**EXERCICES À FAIRE**
a: Dans l'extrait sur les images-chocs des paquets de cigarettes, relevez toutes les juridictions désignées par le mot « cour ».
b: Rédigez la suite de l'extrait sur les images-chocs des paquets de cigarettes, en reprenant après sa dernière phrase.

**EXTRAIT CHOISI**
┌──

L'efficacité des photos de maladies liées au tabagisme sur les paquets de cigarettes vient d'être remise en question par une cour d'appel américaine. Le jugement en question cite le Canada, où les paquets sont obligatoirement pourvus de telles photos depuis 11 ans, et affirme que rien ne prouve que ces images incitent les fumeurs à écraser ou les non-fumeurs à ne pas commencer à fumer.

La Food and Drug Administration (FDA) américaine voulait obliger les entreprises de tabac à imprimer des images-chocs sur les paquets de cigarettes. L'organisme devait toutefois justifier devant les tribunaux cette restriction à la liberté d'expression des cigarettiers. «La Food and Drug Administration n'a présenté aucune donnée montrant que ces avertissements graphiques aideront à atteindre son objectif de réduire le taux de tabagisme», affirment les deux juges de la majorité. Le juge dissident prétend que rien n'empêche la FDA d'utiliser des moyens inefficaces ou des moyens similaires à ceux dont l'industrie du tabac s'est servie.

Une décision antérieure d'une autre cour d'appel affirmait le contraire. Par conséquent, la Cour suprême devra trancher la question.

└──

**ENTRÉES EXTRAITES**
┌──

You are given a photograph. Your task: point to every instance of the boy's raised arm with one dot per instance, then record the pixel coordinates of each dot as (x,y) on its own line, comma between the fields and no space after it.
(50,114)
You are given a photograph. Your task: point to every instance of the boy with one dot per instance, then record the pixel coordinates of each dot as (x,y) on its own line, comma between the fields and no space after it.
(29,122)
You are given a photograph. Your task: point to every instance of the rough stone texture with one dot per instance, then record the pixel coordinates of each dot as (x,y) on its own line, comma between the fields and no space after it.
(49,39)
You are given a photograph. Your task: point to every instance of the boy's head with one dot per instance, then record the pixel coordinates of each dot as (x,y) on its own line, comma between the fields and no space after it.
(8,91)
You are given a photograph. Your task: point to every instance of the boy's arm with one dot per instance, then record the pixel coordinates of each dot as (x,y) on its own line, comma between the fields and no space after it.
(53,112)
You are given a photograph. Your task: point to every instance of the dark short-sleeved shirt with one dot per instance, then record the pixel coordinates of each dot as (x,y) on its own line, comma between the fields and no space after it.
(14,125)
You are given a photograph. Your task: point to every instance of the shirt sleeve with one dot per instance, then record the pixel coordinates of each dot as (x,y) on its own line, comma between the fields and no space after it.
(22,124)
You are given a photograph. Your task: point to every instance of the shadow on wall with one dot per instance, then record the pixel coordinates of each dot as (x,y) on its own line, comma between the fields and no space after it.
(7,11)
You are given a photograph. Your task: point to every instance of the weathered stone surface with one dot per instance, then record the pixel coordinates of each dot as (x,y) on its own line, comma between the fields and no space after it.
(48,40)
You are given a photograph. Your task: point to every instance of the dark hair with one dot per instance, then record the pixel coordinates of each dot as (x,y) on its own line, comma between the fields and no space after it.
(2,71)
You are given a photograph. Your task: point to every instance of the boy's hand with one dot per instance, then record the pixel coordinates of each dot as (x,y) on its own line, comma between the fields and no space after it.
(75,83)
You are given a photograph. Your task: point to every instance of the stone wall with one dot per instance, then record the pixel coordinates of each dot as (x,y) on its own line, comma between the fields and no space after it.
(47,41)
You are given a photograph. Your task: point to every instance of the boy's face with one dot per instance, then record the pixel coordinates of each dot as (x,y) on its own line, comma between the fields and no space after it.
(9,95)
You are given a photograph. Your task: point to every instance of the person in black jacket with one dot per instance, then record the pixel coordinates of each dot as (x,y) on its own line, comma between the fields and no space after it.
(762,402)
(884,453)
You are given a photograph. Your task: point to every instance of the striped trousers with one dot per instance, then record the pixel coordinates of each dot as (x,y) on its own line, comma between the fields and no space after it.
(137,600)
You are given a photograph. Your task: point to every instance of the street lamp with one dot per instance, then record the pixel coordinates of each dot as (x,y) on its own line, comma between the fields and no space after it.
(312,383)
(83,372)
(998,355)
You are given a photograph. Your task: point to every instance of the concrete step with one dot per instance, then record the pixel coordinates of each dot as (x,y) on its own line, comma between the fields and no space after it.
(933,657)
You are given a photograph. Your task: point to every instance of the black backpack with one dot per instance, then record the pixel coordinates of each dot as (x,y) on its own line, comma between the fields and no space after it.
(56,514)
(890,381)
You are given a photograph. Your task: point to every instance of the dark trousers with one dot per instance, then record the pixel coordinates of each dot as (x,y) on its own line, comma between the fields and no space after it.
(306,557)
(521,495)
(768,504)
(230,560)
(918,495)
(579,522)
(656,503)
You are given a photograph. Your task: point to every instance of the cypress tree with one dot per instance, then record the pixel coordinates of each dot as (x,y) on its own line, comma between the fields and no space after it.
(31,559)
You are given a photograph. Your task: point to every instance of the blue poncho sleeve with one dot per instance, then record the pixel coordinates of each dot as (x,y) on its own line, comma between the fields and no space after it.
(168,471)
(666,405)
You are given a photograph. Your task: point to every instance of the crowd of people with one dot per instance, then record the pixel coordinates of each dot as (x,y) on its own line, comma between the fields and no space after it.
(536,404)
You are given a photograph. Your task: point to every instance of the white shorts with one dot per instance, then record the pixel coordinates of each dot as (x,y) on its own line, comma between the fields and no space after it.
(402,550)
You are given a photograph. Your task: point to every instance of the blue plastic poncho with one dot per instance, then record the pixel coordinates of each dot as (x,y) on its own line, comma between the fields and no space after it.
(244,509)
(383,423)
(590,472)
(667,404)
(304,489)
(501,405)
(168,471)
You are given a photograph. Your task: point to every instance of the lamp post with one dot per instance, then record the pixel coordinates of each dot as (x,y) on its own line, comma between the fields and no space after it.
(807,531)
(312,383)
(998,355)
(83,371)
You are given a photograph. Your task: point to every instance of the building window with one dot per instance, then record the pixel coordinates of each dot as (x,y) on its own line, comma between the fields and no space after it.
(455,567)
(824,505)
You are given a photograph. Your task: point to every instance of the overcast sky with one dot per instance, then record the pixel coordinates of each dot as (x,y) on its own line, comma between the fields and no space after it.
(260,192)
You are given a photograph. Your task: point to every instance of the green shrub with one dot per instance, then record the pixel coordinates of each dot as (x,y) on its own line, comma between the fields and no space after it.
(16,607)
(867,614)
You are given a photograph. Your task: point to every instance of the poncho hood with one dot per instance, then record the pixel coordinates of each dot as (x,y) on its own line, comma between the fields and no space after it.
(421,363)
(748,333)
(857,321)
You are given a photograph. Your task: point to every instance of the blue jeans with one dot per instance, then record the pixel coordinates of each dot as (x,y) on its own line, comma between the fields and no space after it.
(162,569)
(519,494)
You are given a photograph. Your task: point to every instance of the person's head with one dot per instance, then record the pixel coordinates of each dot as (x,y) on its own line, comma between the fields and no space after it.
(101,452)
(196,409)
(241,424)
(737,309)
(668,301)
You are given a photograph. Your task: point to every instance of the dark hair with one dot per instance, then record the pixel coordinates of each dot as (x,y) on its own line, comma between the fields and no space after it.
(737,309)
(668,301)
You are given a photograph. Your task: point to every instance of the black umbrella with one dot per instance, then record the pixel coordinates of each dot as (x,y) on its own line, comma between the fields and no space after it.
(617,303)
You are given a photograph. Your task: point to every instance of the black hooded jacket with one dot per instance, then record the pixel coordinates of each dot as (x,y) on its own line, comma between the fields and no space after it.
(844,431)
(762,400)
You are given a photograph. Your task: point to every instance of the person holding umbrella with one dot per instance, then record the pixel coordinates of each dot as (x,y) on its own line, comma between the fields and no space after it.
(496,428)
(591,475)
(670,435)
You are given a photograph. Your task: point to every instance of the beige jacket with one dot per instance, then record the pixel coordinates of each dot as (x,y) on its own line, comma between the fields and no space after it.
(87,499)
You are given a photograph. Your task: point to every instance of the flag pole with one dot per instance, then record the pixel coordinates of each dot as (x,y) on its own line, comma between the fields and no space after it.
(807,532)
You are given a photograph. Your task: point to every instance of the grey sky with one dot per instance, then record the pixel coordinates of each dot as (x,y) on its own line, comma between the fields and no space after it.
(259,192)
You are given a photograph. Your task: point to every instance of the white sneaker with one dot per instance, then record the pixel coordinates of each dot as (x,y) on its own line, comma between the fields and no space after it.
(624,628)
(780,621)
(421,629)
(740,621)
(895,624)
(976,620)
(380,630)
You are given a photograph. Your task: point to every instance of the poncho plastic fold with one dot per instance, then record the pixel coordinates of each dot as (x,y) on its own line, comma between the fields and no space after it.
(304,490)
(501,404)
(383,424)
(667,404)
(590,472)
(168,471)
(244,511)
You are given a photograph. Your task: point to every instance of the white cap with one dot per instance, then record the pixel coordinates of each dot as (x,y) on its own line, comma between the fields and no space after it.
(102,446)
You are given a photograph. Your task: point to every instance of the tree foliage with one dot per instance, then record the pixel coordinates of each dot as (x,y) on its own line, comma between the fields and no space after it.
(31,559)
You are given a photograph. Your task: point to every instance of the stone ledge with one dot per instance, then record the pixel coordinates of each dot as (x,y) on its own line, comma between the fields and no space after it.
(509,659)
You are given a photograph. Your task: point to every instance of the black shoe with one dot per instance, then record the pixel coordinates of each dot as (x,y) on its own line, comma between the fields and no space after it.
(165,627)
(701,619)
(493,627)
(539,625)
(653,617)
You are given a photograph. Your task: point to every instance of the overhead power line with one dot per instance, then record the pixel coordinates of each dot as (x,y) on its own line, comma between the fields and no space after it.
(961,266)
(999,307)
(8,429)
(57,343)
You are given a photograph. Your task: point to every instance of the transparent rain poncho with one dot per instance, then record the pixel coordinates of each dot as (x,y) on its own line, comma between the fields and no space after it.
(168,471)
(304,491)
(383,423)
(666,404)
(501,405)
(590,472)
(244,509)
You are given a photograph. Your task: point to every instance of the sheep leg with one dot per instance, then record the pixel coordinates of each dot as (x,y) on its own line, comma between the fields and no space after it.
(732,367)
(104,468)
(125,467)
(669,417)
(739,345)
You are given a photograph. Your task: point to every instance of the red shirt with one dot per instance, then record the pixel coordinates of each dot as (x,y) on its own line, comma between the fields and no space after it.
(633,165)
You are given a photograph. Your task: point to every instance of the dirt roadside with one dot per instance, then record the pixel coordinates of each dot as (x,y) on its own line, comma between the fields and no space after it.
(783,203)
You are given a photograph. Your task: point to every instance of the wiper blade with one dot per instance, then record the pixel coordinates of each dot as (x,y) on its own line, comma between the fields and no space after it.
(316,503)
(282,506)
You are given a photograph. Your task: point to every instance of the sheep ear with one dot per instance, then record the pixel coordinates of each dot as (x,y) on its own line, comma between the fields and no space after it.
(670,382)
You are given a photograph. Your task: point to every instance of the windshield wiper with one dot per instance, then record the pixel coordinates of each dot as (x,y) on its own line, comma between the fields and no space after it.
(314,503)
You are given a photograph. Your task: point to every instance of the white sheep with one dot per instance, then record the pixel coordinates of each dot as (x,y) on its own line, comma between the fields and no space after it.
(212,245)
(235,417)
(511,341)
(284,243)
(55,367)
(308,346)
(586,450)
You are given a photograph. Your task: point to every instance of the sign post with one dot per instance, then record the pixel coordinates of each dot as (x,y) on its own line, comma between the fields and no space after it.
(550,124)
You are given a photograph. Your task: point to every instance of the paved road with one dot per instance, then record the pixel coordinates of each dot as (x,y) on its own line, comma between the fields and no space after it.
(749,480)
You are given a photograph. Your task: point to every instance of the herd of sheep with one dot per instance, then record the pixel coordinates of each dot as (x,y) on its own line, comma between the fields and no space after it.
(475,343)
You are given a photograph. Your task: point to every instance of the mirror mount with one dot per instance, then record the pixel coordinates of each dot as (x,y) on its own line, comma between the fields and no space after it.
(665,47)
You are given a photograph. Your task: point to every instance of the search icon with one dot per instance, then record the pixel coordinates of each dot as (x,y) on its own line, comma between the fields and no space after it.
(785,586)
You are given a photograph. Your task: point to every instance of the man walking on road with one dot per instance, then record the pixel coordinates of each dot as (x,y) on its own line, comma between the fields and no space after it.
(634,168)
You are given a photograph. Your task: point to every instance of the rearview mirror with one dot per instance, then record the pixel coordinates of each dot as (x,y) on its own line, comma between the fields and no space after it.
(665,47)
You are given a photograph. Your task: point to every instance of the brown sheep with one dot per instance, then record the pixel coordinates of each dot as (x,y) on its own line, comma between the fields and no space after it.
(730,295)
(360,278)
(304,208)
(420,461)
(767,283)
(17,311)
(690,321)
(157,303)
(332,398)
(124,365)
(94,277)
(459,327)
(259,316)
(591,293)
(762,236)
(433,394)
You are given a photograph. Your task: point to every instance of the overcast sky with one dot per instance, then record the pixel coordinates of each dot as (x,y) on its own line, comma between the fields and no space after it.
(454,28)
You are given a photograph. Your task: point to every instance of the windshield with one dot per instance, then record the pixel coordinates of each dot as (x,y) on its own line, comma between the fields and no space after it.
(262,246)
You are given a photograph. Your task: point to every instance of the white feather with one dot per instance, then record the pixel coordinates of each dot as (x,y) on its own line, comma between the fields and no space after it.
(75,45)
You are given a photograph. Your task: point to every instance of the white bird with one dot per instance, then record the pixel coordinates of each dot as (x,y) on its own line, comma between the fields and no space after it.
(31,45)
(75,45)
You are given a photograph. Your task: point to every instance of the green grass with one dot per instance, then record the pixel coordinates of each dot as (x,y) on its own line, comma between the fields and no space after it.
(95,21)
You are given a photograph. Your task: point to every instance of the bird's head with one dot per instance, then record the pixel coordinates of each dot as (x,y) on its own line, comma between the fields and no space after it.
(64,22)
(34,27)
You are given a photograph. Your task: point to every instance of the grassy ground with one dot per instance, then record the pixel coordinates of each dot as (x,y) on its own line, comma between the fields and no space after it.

└──

**RÉPONSES DANS L'ORDRE**
a:
- une cour d'appel américaine
- une autre cour d'appel
- la Cour suprême

b:
La FDA elle-même a calculé que ces avertissements graphiques ne diminueront le nombre de fumeurs que de 0,088%, chiffre statistiquement impossible à distinguer de zéro, notent les deux juges majoritaires. Au Canada, les avertissements ont été introduits en même temps qu'une augmentation des prix et que des restrictions sur les lieux où il était permis de fumer, ce qui ne permet pas d'en arriver à une conclusion précise, poursuit le jugement. De plus, les études comportementales n'ont au mieux détecté qu'une augmentation de l'envie d'arrêter de fumer chez les fumeurs qui voient les avertissements graphiques.

«C'est vrai, on n'a pas pu lier directement les photos et l'arrêt, mais des dizaines d'études avec différentes méthodologies tendent toutes vers la même direction: les avertissements graphiques fonctionnent», affirme Rob Cunningham, analyste et spécialiste de la question à la Société canadienne du cancer, qui est à Montréal dans le cadre d'un congrès mondial d'oncologie. «Sinon, pourquoi les sociétés combattraient-elles autant l'obligation d'en avoir sur les paquets? Et pourquoi mettraient-elles autant d'énergie à concevoir des paquets attrayants?»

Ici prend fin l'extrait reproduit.